What is asked:
(A) Decide whether each statement below agrees with the roof strips thread: (i) mml7 uses the roof rails with a Thule rack; (ii) hayyan was choosing between the Q7 and an X5; (iii) hayyan's car has the panoramic roof. Answer yes or no for each and quote the deciding words of the thread.
(B) Output the part of the roof strips thread between "## kpg111 (May" and "for the Q7....", inclusive, without changing anything.

====== Text ======

# Roof strips



## hayyan (Jun 17, 2007)

I didnt see this question on any of the forums. 
Well, i have had some people say that my beautiful Q White Calla looks like a dinasour, and once i got a school bus, and another i got soccermom !!!








wasnt very impressed !!








Now i am thinking that if i remove the standard roof strips, or racks, or whatever you may call them, the car might looks even better.
Any thoughts? comments? perhaps pictures?
Mind you, i have the panoramic roof.


----------



## mml7 (Dec 3, 1999)

*Re: Roof strips (hayyan)*

They're just ignorant and/or jealous. I use my roof rails (Thule rack), so removing them isn't an option for me. I think that the Q would look a little naked without them


----------



## hayyan (Jun 17, 2007)

*Re: Roof strips (mml7)*

yeah, after i posted this, i kept staring at the car from all angles, i also thought that it would look like it has a long front, and it might look like the all-road.
Still, if someone has any other comments, and pics, you are welcome to update me.


----------



## Giro (Jun 19, 2006)

I think you need to grab your balls and remember what you're driving unless like mine they're lodged in your throat after a run in sport mode. You have, in your possession, one of the finest SUV's ever produced. It has everything and more than you could ask for out of a vehicle of it's size and purpose. Unlike the X5 and especially X3 or MB GL it has no feminine lines at all so the soccer mom quote is drivel. 
Do yourself a favor. Walk outside and take a long look at the front of the Q7. When you realize that something is glaring back, with it's eyes half closed and angled up and chrome teeth flashing at you, you'll quickly realize that a man's SUV is staring right back at you...well except for that white paint. ;-)


----------



## hayyan (Jun 17, 2007)

*Re: (Giro)*

am not having doubts, i think the car has very very sleek lines, and to think, i was between the carerra 4s and this one, and i went for this, so dont worry, i love the car, but was thinking, was it justified what people thought about this beauty?
i thought if i can improvise, nevertheless, today i am installing a Remus muffler exhaust, its gonna be wild


----------



## kpg111 (May 5, 2002)

*Re: Roof strips (hayyan)*

How about Caractere Styling for the Q7? I think that will totally change how they look at your Q7 hahaha! I'm thinking of doing it for the Q7....
Oh well, those people don't know anything about cars . . . or they are dying of envy! All in all the Q7 is a beautiful marriage of design and function.


----------

====== Dataset excerpt ======

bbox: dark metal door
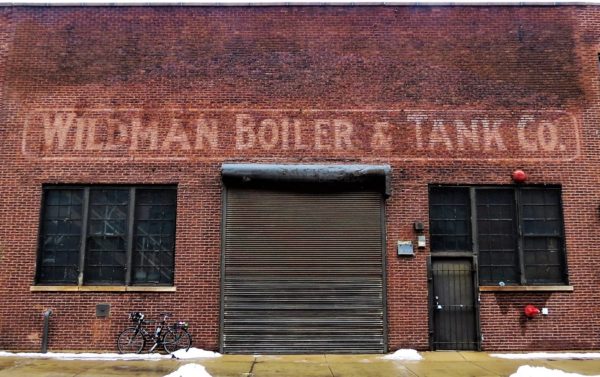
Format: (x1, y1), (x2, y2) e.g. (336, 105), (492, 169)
(431, 258), (479, 350)
(221, 188), (386, 353)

======

Answers below:
(A)
(i) Yes: "I use my roof rails (Thule rack), so removing them isn't an option for me."
(ii) No: "i was between the carerra 4s and this one, and i went for this"
(iii) Yes: "Mind you, i have the panoramic roof."

(B)
## kpg111 (May 5, 2002)

*Re: Roof strips (hayyan)*

How about Caractere Styling for the Q7? I think that will totally change how they look at your Q7 hahaha! I'm thinking of doing it for the Q7....